* Work order
Give the count of lines in the data that include "every", with no other words.

━━━

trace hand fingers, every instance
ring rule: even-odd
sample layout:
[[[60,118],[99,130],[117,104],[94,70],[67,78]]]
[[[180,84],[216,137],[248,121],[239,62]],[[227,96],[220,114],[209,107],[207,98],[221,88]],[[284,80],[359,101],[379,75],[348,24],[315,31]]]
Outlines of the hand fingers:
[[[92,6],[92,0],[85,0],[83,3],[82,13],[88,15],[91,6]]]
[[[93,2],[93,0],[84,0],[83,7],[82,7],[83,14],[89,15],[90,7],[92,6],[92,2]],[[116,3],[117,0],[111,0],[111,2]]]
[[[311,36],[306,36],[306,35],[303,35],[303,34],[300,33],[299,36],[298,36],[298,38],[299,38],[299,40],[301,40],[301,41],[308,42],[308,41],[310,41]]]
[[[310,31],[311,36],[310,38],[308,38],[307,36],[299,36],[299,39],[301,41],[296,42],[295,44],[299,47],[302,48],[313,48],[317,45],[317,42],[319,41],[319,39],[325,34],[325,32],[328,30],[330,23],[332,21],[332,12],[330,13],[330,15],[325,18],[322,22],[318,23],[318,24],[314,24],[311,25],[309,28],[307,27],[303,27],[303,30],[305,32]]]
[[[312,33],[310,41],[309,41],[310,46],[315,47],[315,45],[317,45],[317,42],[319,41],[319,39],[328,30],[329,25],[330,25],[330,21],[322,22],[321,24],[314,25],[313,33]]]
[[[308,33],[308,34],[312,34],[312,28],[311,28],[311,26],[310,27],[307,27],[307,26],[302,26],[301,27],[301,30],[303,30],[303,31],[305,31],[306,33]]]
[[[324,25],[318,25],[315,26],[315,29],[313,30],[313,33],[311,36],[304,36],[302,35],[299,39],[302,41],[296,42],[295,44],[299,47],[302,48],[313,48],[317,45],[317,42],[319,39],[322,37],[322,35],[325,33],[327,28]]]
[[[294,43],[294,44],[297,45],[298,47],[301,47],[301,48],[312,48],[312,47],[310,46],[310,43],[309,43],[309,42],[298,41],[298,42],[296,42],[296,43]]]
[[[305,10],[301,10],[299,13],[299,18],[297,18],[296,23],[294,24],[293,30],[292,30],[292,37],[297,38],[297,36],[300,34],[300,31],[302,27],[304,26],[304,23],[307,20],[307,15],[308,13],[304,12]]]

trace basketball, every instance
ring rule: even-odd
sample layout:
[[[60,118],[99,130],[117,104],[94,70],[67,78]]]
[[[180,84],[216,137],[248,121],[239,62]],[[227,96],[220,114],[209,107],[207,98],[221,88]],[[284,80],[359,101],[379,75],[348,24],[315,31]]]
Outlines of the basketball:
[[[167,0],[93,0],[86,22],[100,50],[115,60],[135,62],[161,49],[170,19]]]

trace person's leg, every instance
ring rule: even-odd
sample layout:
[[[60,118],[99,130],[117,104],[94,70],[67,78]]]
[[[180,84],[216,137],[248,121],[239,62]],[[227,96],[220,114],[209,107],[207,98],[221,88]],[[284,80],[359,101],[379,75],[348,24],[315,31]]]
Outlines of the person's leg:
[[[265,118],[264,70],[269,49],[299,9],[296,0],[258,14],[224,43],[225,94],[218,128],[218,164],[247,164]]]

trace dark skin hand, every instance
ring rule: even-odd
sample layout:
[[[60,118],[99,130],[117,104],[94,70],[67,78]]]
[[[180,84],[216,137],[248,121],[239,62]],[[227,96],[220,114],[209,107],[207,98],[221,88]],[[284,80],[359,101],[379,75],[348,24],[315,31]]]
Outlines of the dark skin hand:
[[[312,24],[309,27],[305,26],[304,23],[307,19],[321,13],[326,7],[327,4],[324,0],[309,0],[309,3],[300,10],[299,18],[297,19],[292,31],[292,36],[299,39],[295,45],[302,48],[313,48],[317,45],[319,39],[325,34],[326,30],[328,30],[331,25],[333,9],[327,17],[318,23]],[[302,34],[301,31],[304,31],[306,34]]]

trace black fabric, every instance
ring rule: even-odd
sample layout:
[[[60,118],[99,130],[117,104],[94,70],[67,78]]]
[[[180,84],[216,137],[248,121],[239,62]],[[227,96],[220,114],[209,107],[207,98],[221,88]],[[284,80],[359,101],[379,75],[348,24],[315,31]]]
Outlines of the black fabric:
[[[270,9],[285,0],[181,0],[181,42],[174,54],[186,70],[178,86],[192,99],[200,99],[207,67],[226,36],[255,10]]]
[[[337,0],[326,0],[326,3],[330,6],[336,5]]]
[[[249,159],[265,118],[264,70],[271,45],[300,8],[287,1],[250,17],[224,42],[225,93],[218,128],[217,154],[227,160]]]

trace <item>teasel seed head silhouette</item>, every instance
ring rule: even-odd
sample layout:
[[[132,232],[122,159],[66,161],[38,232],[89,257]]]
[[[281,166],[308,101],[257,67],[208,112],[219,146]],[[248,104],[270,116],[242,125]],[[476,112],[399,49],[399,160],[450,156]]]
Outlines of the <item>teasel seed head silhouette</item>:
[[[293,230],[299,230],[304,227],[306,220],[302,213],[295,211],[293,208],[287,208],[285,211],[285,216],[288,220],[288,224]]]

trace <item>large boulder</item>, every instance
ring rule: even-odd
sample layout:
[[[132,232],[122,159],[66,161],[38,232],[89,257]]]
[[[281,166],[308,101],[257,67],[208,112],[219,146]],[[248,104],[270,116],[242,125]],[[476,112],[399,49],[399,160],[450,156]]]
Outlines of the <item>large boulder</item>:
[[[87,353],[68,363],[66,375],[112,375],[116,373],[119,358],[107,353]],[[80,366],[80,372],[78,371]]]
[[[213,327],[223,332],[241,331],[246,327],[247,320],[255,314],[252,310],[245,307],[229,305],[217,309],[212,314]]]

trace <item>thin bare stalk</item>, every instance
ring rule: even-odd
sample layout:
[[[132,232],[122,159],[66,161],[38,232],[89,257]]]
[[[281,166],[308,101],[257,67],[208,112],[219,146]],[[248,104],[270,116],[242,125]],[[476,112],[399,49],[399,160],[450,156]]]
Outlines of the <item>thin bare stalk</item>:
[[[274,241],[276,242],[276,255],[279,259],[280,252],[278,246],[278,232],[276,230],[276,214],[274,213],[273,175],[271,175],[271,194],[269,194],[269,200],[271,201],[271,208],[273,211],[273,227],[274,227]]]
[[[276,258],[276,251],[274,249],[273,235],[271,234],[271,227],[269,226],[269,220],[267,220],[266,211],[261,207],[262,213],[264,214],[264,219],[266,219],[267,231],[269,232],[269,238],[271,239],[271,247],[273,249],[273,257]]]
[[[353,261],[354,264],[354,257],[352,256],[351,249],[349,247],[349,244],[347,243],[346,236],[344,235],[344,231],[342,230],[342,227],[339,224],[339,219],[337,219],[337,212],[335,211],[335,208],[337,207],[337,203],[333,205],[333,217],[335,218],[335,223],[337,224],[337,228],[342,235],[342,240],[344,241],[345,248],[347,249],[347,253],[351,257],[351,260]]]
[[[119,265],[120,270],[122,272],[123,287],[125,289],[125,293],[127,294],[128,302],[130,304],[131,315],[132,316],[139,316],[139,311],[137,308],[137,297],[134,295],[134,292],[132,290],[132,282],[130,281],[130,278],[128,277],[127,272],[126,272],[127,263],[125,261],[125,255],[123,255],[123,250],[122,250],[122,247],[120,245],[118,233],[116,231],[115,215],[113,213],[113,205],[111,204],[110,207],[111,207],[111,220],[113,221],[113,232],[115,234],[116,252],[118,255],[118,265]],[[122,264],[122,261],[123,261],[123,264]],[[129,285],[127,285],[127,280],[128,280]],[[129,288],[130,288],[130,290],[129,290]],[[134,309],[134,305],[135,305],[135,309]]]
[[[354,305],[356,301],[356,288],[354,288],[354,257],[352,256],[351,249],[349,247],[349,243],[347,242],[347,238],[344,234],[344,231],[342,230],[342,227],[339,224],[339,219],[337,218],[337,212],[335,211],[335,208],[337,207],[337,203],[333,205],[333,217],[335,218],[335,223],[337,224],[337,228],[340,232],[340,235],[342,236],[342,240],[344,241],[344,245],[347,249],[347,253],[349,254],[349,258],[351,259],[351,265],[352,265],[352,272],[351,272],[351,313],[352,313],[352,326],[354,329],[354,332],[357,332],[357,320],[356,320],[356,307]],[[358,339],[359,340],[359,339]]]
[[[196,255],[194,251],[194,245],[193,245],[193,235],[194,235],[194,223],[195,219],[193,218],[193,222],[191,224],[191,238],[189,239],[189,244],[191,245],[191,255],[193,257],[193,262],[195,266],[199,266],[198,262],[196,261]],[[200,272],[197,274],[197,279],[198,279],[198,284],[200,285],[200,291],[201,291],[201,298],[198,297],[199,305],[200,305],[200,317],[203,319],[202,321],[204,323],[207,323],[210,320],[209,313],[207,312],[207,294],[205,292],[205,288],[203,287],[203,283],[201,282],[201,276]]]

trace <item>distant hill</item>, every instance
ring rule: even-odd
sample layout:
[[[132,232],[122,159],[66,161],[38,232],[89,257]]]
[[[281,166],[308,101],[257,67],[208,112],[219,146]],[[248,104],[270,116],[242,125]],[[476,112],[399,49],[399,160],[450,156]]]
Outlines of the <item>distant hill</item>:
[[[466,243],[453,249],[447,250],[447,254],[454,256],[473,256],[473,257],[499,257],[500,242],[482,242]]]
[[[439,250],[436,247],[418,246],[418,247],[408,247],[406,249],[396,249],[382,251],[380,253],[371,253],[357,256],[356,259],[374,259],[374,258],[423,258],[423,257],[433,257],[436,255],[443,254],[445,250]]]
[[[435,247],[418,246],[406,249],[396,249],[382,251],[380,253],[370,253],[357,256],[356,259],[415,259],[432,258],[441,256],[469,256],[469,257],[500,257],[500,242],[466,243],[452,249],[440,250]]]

━━━

* The answer
9